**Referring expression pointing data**
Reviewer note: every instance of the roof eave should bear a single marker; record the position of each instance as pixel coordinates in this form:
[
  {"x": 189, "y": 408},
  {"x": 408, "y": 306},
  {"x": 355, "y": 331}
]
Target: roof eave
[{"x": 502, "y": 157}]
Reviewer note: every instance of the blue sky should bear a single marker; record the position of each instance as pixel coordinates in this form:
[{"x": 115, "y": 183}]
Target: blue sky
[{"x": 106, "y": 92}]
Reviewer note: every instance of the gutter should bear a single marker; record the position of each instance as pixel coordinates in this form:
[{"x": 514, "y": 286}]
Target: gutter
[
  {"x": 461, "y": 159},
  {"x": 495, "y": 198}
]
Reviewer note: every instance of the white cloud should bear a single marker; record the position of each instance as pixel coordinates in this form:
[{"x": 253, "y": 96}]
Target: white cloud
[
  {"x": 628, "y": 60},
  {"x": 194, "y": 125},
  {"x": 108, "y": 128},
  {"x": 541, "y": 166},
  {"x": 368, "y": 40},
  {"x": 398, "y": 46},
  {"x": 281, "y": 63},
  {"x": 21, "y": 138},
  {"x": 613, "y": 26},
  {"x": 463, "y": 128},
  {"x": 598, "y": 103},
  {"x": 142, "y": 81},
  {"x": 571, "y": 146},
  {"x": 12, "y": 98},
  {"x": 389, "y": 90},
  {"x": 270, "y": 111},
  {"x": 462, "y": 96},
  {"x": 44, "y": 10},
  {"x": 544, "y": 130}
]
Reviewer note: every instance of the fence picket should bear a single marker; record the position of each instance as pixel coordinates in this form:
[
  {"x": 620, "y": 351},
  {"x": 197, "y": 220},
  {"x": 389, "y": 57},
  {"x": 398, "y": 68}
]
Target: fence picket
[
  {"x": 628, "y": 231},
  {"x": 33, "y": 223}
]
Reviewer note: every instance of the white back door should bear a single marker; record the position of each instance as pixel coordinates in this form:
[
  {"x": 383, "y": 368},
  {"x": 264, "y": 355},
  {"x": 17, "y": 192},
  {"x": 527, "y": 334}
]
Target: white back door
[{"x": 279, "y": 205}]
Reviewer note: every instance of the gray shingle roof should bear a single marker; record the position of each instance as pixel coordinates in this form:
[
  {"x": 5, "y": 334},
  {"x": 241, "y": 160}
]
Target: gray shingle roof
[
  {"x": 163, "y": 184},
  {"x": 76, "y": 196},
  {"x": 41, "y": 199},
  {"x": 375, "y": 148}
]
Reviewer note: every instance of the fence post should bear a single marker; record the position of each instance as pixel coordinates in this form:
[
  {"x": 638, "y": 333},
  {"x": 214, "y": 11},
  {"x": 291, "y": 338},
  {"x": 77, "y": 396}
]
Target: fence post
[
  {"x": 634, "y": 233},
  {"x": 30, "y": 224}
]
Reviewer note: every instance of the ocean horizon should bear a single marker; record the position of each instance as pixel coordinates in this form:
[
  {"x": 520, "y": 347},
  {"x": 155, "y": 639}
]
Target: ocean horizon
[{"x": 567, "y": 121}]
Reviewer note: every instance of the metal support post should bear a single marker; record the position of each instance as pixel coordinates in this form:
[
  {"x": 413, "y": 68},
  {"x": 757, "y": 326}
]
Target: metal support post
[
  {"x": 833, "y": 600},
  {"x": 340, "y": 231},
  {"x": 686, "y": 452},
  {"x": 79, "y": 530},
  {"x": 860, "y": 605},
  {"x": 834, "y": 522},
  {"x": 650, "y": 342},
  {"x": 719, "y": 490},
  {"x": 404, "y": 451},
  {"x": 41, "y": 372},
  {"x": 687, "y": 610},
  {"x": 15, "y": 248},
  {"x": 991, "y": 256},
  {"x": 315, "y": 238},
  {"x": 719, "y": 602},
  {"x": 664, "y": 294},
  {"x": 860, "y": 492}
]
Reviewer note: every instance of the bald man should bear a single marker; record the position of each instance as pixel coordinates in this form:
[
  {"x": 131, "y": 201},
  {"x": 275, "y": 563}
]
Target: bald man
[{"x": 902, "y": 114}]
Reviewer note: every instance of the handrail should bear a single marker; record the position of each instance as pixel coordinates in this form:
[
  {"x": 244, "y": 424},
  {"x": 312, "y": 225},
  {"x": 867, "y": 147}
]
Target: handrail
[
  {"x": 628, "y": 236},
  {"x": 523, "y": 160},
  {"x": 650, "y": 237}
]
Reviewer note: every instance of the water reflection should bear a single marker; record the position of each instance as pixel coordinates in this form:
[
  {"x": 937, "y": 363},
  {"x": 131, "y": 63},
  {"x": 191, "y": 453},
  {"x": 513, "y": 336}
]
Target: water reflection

**Task instructions**
Copy out each line of the records where the string "water" appears.

**Answer to this task**
Reviewer note: every instance of the water reflection should bear a single marker; record the position of each instance as pixel coordinates in this form:
Target: water reflection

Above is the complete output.